-- Start DATA SHOWN --

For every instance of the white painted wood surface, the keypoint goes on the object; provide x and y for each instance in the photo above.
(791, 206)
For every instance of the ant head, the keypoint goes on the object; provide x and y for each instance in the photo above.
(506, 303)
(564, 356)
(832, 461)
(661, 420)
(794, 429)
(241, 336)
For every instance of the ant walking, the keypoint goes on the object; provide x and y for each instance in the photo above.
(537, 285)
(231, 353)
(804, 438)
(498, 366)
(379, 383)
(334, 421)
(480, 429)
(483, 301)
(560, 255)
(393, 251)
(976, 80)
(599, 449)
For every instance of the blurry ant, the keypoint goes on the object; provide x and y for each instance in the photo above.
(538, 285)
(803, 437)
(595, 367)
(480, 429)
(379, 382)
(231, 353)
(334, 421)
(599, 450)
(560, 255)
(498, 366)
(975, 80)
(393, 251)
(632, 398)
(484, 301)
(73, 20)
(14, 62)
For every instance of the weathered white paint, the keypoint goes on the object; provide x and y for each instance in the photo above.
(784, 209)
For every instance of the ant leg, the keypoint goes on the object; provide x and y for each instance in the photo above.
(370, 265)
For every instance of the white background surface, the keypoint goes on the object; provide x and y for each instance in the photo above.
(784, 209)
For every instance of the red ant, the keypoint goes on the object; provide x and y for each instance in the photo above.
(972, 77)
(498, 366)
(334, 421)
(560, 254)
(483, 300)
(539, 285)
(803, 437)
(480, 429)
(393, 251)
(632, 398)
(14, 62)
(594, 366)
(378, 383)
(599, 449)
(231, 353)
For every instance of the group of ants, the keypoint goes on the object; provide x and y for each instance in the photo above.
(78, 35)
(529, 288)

-- End DATA SHOWN --

Copy all of the records above line for line, keeping every word and number unchanged.

For every instance of the white painted wood surface, the keypoint goes on the object; provide x and y for each instance in the photo above.
(791, 206)
For every instance of the ant head, the keypoint goes on the object; provide x and y for each instance in the photo above.
(506, 303)
(564, 356)
(832, 461)
(661, 420)
(794, 429)
(241, 336)
For every instance of the ant walking, the keypoint goes on the object; provide x and y for each instance in the photo above.
(537, 285)
(231, 353)
(804, 438)
(498, 366)
(379, 383)
(334, 421)
(480, 429)
(483, 301)
(560, 255)
(393, 251)
(976, 80)
(599, 449)
For every instance of the blurry ant, the keypoint goes on the object; provide x and y for each instance in the photo above.
(538, 285)
(803, 437)
(595, 367)
(480, 429)
(379, 382)
(231, 353)
(334, 421)
(599, 450)
(560, 255)
(498, 366)
(975, 80)
(393, 251)
(632, 398)
(484, 301)
(73, 20)
(14, 62)
For every instance of the weathered white paint, the keypoint goes on the object; provide x and y for each instance in the photo above.
(784, 209)
For every instance of the ant leg, the keypoint goes on the object; provide x and y for each instance in the photo above.
(370, 265)
For every instance of the white background surface, the keypoint goes on the object; provide x and y for each instance in the photo above.
(784, 209)
For every instance of the red ant, the keypoint goes on the object; provide x and y for each instance in the photo above.
(972, 77)
(498, 366)
(334, 421)
(560, 254)
(483, 300)
(539, 285)
(803, 437)
(480, 429)
(393, 251)
(632, 398)
(14, 62)
(594, 366)
(378, 383)
(599, 449)
(231, 353)
For every instance of the group of ants, the keypoint goes on the object; provide x and y for each instance in the photo above.
(78, 35)
(529, 288)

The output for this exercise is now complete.